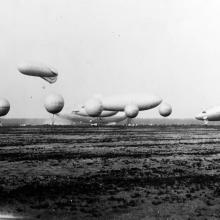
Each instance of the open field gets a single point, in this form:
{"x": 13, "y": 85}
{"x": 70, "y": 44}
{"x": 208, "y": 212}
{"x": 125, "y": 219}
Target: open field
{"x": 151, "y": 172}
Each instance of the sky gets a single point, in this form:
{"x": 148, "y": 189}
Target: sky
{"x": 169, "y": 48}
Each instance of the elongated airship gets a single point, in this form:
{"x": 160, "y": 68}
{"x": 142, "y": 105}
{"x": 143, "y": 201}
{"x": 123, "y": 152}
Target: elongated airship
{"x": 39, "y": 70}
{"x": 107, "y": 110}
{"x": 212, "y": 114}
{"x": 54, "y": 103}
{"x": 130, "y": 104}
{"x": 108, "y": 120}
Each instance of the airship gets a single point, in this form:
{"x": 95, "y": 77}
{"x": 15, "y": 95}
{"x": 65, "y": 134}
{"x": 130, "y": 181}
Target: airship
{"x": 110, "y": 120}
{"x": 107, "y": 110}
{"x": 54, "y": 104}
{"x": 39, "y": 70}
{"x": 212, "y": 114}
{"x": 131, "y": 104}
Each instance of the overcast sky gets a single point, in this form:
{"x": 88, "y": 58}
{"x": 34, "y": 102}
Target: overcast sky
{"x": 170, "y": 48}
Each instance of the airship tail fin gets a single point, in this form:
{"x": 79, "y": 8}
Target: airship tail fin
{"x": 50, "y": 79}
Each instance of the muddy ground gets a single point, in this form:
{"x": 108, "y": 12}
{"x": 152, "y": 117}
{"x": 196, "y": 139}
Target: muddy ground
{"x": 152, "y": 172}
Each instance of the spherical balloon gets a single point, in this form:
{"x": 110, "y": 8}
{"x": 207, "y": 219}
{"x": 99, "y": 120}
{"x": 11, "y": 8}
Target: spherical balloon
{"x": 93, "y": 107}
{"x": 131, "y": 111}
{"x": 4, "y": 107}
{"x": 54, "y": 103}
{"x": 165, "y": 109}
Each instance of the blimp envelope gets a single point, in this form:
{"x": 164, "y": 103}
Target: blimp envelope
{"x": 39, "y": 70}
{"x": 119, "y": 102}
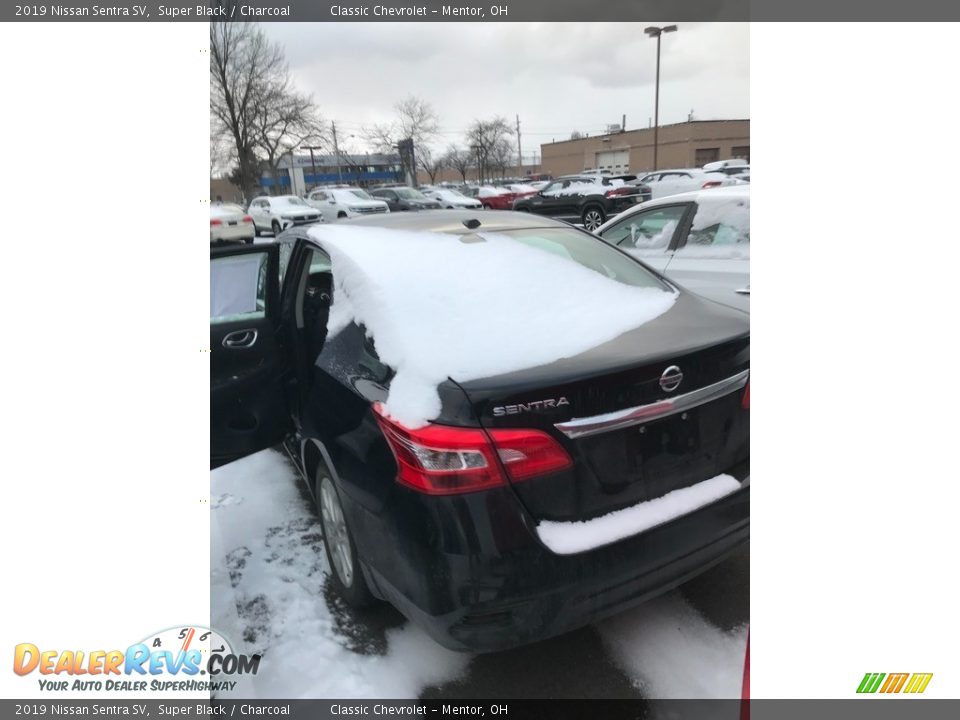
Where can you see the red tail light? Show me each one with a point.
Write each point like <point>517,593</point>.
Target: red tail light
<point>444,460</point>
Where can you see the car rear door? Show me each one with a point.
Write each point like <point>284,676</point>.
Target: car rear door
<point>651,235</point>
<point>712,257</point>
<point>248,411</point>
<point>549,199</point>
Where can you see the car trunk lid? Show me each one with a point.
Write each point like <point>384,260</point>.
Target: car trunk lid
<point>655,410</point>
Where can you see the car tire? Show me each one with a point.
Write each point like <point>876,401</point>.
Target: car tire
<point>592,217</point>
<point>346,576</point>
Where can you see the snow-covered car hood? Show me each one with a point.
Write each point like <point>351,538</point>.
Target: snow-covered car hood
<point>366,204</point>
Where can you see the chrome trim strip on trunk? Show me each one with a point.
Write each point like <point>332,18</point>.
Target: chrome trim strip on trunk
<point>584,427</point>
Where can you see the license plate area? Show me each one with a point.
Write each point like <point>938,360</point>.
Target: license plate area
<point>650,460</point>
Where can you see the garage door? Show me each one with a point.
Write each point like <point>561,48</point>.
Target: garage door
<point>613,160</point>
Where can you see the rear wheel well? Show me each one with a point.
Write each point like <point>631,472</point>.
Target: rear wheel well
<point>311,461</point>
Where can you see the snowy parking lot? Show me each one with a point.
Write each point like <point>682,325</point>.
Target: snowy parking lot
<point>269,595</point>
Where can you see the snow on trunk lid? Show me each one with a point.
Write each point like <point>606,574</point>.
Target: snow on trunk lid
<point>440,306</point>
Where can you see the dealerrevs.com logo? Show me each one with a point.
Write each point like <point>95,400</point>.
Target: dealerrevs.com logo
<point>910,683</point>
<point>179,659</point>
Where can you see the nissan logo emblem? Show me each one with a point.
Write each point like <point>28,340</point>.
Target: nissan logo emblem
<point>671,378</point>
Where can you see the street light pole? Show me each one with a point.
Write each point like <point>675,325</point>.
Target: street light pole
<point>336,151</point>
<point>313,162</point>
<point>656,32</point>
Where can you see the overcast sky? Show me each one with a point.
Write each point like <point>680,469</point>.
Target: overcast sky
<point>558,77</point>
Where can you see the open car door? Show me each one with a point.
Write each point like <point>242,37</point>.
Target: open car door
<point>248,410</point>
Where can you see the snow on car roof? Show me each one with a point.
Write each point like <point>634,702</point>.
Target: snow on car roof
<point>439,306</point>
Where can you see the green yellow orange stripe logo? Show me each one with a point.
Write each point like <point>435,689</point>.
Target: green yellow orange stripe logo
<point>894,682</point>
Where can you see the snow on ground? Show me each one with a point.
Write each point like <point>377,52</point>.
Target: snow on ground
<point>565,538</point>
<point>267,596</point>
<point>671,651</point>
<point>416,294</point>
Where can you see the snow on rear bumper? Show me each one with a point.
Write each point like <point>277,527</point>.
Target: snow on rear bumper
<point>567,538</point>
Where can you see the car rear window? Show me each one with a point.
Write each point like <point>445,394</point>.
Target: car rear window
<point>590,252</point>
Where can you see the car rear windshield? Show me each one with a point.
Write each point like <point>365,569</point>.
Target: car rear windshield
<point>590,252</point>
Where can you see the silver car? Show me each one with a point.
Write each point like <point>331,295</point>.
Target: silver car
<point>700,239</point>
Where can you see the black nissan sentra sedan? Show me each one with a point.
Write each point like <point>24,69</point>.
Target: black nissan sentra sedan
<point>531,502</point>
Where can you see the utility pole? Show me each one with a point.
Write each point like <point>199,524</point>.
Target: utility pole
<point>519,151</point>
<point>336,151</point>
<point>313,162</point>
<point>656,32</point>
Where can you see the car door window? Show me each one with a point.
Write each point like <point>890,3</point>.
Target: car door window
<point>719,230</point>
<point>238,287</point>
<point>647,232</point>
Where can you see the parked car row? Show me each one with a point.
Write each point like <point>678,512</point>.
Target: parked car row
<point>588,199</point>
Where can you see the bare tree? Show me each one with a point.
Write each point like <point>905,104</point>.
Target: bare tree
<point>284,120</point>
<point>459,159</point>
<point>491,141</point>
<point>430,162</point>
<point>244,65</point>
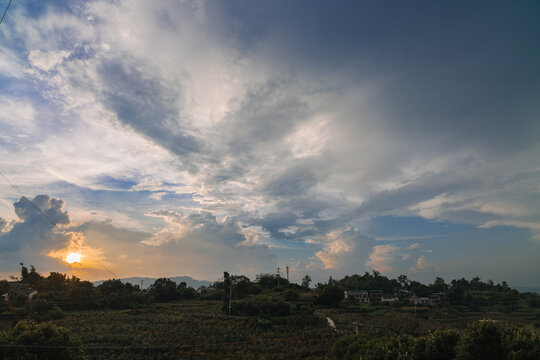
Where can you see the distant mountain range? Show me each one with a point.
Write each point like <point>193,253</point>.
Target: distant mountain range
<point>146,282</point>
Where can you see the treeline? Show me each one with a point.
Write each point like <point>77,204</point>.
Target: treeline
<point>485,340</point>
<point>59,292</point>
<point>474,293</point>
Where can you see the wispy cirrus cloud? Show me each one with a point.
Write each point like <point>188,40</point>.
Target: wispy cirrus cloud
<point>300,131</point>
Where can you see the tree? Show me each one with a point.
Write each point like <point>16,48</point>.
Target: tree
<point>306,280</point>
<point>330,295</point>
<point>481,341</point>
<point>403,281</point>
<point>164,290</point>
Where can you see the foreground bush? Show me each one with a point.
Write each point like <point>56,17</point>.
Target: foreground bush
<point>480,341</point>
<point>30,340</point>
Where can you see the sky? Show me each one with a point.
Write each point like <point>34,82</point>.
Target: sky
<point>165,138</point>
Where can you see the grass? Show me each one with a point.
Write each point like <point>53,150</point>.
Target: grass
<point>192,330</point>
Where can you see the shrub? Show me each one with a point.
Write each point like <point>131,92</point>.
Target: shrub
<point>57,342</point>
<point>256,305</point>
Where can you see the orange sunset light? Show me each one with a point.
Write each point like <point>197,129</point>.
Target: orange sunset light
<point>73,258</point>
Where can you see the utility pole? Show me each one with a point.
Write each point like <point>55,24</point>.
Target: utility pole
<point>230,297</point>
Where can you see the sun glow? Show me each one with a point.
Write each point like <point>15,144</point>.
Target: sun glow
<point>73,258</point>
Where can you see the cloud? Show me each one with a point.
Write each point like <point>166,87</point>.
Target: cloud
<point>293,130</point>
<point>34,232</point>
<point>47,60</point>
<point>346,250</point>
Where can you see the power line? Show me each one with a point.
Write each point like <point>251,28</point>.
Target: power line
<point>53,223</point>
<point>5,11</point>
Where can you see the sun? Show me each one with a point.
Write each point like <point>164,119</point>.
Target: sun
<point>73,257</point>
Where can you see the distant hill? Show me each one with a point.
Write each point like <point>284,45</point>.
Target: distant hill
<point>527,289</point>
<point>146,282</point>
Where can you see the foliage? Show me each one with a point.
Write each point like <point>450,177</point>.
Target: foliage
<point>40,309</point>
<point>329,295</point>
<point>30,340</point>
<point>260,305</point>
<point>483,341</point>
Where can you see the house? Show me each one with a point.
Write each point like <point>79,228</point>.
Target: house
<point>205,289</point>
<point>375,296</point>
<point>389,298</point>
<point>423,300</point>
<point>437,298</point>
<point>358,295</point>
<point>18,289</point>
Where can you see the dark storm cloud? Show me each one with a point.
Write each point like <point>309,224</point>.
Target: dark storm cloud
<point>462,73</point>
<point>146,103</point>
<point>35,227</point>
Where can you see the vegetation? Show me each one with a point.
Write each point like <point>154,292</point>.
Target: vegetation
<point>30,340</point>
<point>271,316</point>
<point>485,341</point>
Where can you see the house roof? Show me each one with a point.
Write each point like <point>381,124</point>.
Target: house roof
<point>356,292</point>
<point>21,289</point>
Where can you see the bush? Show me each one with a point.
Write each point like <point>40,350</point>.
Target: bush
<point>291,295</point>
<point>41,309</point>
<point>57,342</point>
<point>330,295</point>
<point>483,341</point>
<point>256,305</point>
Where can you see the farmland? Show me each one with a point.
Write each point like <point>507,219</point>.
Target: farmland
::::::::
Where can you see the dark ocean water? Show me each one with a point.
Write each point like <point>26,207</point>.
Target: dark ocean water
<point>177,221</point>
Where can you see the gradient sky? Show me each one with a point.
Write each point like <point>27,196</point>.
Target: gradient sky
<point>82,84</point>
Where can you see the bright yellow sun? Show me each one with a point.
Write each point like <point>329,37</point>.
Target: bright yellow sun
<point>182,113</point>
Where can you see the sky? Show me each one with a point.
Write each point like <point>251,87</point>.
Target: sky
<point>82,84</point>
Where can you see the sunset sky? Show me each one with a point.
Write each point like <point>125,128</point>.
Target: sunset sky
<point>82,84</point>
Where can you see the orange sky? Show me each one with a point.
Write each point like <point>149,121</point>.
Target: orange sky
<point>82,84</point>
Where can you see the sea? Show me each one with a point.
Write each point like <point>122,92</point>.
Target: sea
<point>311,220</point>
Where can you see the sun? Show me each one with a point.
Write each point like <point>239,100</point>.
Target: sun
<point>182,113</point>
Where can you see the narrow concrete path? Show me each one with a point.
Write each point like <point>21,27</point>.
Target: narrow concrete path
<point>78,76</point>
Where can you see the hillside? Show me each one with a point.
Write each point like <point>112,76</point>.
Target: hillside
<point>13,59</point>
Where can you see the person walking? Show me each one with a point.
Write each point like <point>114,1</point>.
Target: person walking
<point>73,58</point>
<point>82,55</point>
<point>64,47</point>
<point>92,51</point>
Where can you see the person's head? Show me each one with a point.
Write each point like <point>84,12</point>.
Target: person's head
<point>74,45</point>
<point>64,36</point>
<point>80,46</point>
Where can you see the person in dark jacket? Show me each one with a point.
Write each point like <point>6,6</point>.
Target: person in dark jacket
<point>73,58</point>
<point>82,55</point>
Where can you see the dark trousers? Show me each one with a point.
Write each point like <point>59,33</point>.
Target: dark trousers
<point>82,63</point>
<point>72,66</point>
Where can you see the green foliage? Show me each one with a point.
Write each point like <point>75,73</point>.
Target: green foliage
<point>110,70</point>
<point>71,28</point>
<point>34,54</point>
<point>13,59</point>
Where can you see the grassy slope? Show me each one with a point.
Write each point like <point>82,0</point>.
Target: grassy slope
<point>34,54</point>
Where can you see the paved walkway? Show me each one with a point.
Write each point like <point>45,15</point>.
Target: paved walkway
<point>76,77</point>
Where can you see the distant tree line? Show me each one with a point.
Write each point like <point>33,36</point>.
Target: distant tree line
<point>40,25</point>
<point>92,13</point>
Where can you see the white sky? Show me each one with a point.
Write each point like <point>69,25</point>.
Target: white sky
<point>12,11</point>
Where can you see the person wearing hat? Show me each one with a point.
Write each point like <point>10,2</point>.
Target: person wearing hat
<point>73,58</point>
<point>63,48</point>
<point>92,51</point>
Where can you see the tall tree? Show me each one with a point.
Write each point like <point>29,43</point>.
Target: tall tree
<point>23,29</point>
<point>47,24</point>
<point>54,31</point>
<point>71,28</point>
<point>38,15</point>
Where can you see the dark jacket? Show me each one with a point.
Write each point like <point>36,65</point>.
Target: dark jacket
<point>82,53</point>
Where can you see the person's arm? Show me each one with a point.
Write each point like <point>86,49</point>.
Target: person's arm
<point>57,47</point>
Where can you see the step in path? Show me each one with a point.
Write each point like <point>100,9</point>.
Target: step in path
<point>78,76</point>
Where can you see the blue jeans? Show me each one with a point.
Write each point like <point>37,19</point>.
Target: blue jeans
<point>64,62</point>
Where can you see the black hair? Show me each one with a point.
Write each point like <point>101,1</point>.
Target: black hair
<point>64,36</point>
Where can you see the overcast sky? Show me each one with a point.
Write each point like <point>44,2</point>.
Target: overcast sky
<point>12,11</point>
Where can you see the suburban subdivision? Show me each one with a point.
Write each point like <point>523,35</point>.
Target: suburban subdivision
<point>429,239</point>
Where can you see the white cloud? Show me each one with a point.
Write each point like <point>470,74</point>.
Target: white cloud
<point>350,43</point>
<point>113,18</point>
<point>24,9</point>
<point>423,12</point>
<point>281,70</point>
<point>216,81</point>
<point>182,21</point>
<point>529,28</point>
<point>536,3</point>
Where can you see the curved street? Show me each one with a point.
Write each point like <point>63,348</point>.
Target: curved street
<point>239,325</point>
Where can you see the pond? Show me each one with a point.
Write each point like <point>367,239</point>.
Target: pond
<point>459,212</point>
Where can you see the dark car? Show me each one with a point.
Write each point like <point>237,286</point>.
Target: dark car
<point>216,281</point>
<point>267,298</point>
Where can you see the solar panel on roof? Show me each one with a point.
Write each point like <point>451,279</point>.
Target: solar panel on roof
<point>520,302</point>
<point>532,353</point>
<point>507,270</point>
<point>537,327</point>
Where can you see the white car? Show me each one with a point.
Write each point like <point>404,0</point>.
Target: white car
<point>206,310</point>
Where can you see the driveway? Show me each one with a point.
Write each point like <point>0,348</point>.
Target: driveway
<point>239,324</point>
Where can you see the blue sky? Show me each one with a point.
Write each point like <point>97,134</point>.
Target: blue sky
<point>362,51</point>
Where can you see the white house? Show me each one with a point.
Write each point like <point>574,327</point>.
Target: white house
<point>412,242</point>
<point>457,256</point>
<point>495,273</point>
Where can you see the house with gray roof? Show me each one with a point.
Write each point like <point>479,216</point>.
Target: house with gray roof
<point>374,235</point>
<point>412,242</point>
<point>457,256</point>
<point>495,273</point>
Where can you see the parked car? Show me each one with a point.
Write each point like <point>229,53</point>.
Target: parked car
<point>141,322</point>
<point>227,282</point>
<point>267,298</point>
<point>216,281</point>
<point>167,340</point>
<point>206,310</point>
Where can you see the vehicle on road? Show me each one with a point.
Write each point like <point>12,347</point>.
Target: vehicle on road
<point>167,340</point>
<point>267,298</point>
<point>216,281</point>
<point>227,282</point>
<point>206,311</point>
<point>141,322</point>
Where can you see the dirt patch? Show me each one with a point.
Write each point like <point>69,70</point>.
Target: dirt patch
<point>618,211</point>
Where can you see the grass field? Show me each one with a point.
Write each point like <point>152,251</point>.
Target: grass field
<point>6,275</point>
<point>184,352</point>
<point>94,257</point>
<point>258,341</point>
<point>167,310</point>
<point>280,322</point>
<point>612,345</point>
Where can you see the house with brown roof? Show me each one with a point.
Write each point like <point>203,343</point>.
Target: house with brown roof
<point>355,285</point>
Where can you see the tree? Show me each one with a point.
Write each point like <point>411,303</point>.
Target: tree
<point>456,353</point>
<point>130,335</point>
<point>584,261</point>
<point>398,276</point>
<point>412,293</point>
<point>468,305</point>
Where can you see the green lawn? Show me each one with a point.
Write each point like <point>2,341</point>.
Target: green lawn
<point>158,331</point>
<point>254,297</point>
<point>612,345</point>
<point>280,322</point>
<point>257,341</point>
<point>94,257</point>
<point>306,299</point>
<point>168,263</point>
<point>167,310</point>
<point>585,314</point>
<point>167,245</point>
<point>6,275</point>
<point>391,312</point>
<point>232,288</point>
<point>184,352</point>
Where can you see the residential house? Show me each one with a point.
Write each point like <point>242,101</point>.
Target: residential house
::::::::
__Task objective__
Every line that contains "farmland" should be copied out of the data.

__Exercise answer__
Where can you see the farmland? Show me each one with a point.
Target: farmland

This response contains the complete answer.